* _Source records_
-- Opening Marker --

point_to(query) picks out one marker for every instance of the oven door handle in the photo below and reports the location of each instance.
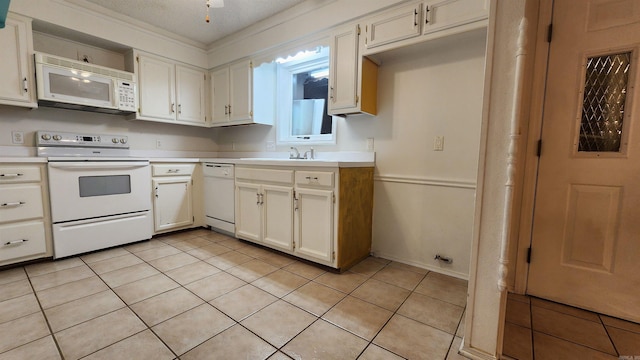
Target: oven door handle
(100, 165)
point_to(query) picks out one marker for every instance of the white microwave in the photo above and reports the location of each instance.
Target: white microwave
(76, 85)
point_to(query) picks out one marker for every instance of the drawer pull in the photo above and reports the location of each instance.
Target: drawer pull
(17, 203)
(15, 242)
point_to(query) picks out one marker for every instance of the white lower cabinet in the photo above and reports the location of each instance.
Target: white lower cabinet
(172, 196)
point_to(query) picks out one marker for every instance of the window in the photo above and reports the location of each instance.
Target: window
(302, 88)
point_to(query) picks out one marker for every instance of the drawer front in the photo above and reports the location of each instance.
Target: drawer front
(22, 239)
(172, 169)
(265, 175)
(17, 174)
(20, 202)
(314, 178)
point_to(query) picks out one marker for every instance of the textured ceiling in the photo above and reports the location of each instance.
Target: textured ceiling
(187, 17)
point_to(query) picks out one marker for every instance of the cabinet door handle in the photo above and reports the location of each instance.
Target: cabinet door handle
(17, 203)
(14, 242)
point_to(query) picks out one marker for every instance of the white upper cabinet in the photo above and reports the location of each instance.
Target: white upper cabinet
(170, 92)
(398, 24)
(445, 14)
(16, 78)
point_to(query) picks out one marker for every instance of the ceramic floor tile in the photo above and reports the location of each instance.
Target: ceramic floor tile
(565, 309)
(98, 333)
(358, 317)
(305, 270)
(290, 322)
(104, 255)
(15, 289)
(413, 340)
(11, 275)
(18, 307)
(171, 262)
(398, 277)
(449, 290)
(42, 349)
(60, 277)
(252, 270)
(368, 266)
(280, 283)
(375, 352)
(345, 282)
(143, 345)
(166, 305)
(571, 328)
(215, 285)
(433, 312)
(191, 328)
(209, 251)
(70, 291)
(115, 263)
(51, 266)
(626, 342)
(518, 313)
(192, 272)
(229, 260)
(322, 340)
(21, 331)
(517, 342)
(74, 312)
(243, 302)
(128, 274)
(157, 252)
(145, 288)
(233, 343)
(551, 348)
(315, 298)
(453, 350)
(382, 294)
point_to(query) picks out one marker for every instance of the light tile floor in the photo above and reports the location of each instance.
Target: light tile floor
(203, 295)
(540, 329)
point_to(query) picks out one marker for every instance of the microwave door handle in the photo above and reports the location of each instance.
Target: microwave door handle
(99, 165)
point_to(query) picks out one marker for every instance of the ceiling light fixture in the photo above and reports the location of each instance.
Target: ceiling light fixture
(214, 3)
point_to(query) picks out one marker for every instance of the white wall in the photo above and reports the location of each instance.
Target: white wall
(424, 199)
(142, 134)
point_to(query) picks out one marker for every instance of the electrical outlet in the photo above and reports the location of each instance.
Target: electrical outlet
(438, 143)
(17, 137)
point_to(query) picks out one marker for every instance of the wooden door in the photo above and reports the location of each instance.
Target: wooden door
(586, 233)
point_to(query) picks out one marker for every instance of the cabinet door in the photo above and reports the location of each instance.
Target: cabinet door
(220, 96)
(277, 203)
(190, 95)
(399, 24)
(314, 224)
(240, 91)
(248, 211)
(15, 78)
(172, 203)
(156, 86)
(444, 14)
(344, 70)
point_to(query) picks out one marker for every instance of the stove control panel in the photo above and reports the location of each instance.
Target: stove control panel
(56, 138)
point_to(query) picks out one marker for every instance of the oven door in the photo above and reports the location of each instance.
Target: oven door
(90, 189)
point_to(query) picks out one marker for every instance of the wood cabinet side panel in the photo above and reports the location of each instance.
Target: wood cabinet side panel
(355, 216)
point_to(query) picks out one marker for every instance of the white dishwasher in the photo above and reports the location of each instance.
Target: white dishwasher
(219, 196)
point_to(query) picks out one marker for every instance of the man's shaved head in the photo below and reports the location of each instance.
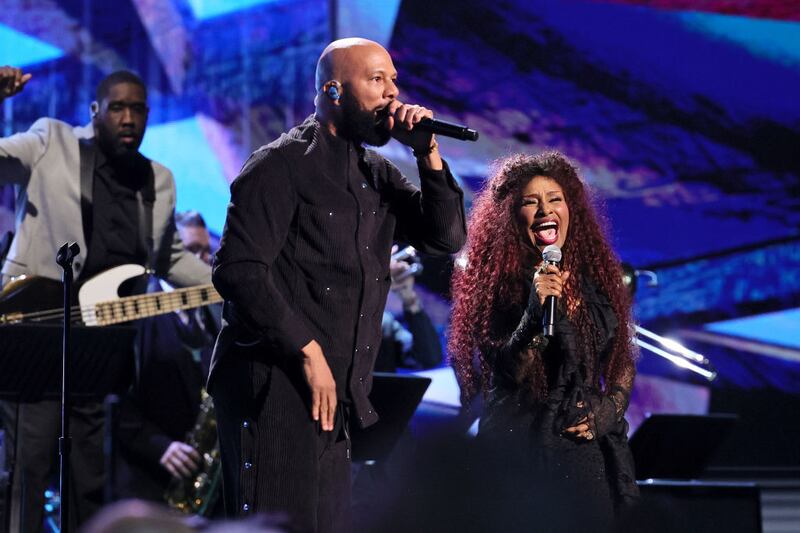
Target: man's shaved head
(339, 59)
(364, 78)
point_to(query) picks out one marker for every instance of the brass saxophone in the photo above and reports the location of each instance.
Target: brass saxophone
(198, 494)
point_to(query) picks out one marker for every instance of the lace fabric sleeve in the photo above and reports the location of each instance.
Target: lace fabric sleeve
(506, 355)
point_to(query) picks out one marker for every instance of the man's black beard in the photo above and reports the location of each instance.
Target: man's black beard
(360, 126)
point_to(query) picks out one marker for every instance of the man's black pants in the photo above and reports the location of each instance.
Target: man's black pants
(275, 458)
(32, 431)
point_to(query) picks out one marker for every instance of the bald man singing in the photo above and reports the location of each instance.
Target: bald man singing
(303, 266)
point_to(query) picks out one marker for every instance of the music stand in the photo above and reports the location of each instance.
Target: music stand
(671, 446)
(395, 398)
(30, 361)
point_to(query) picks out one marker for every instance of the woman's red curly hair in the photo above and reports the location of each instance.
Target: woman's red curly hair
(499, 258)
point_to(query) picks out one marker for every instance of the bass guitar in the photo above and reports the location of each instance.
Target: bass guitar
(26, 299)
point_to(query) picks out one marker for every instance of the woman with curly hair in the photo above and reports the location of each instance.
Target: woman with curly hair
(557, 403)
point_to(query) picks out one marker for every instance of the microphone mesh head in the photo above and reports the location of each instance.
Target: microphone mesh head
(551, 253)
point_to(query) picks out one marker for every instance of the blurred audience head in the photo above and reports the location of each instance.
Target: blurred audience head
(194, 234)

-- Closing Marker --

* _WHAT IS BEING ASKED_
Please print out the entries above exactly. The pictures stay out.

* _RESULT BELOW_
point_to(query) picks out one marker for every instance of the oven door handle in the photo below and reports the location of each instance.
Target: oven door handle
(100, 165)
point_to(query) picks out one marker for every instance of the white microwave in the photo above and reports the location of each instance.
Target: white microwave
(76, 85)
point_to(query) picks out one marker for every instance of the drawer pull in the photo above and reports the location of each instance.
Target: drawer pull
(17, 203)
(15, 242)
point_to(query) picks out one marker for every instance of the white lower cabinet in the photo above and reports the location of each instance.
Target: white lower cabinet
(172, 196)
point_to(query) picks out one marker for every instance of the window in the photo above and reports the location of each instance.
Target: window
(302, 88)
point_to(query) picks out one marker for every instance of the drawer front in the photo above and reports the location of each instance.
Target: drawer front
(22, 239)
(172, 169)
(265, 175)
(17, 174)
(20, 202)
(314, 178)
point_to(query) picks out one marker for every instance of the textured ceiling in the photo above and reports the location of each instance.
Target: textured ceiling
(187, 17)
point_to(query) picks out one marker for every instance of the cabinet door handle in the photo above and reports the location of each instance.
Target: cabinet door handle
(17, 203)
(14, 242)
point_to(query) picks out one marker for every instance of the white upper cabinet in the photo above and reports the location of each instance.
Target: white upper cabinet
(170, 92)
(398, 24)
(445, 14)
(16, 78)
point_to(query) picks out one marker for every instance of the ceramic floor tile in the photo above and reports the location of each instance.
Target: ceramic floor tile
(565, 309)
(98, 333)
(358, 317)
(305, 270)
(290, 322)
(104, 255)
(15, 289)
(413, 340)
(11, 275)
(18, 307)
(171, 262)
(398, 277)
(449, 290)
(42, 349)
(60, 277)
(252, 270)
(368, 266)
(280, 283)
(375, 352)
(345, 282)
(143, 345)
(166, 305)
(571, 328)
(215, 285)
(433, 312)
(191, 328)
(209, 251)
(70, 291)
(115, 263)
(51, 266)
(626, 342)
(518, 313)
(192, 272)
(229, 260)
(322, 340)
(21, 331)
(517, 342)
(74, 312)
(243, 302)
(128, 274)
(157, 252)
(145, 288)
(233, 343)
(551, 348)
(315, 298)
(453, 350)
(382, 294)
point_to(query) picks out one marker for every instance of the light tile floor in the photo above and reports the location of each instance.
Target: light tile floor
(203, 295)
(540, 329)
point_to(query) picks out one marker for every instance of the microwave door handle in the photo above and reports the location of each instance.
Target: microwave door handle
(99, 165)
point_to(query) picks out one marker for every instance of the ceiling light fixture in the photo above and reports the location of each instance.
Target: ceiling light fixture
(214, 3)
point_to(query) picks out one marker for every instance of the white wall in the photo above and reports the location of each instance.
Target: white wall
(424, 199)
(142, 134)
point_to(query) picks out one marker for every instance of the electrical outlet in the photo above and reports the location of each instance.
Target: electrical outlet
(438, 143)
(17, 137)
point_to(query) picks out one marker for every instance of the wooden door in the photo above and reports the location of each instance.
Target: wooden door
(586, 233)
point_to(query) picks out one marker for every instance of the cabinet door in the photo above and reports the location of each instance.
Target: cabinet door
(220, 96)
(277, 203)
(190, 95)
(399, 24)
(314, 224)
(240, 91)
(248, 211)
(15, 78)
(172, 203)
(156, 86)
(444, 14)
(344, 70)
point_to(query) picks out one marker for every instance of the stove control panel in the photo above and reports the location of each instance.
Target: stove control panel
(56, 138)
point_to(query) picks out one marker for every instance of the oven door in the photo above and reports the location of each instance.
Target: oven door
(90, 189)
point_to(query) picks out one marker for every instance of the wood cabinet side panel in the photo above and reports the location of each instance.
Target: wood cabinet side panel
(355, 216)
point_to(query) picks out one marker for every instance of the white dishwasher in the photo above and reports the location of each instance.
Target: white dishwasher
(219, 196)
point_to(query) picks out one marker for every instance of the man's shaved head in the photo below and reports the location of each instance.
Target: man's shaved head
(339, 59)
(364, 78)
point_to(query) picks out one marker for every instance of the brass saxophone in the photo above and reports the location of each instance.
Target: brass saxophone
(198, 494)
point_to(query) picks out one marker for every instance of the lace fabric sleeve in the photo above and reports the location of each instance.
Target: lace fabric sleeve
(506, 355)
point_to(query) picks out one marker for every instance of the man's black beard in the photo above and reports the location of each instance.
Target: man's black beard
(360, 126)
point_to(query) picks out one marker for every instance of the man's black pants in the photo above and reports the location of each instance.
Target: man's black pants
(275, 458)
(32, 431)
point_to(query) picks out one marker for every instance of the bald man singing in the photo above and reports the location of each instance.
Target: bald man singing
(303, 266)
point_to(query) picks out one marker for every instance of the music stand in the photo above and reports the location of each instance.
Target: music stand
(671, 446)
(395, 398)
(30, 361)
point_to(query) picks out one marker for every instance of the woman's red curly hair in the photo above and reports the location of each instance.
Target: woman's red curly hair
(499, 258)
point_to(query) picks out one marker for every instance of the bass guitar in the photo above and reports the location of each instance.
Target: bass guitar
(26, 299)
point_to(query) picks out one marker for every instance of the woman with curly hair in the photo above and reports the location of each instance.
Target: woman with curly hair
(557, 403)
point_to(query) picks out one marker for every instance of the microphone mesh head in the photo above and reports the location of each instance.
Target: microphone mesh head
(551, 253)
point_to(query) picks out one marker for every instance of the blurred audience head in the photo above and reports the location of each instance.
Target: blurred audience head
(194, 234)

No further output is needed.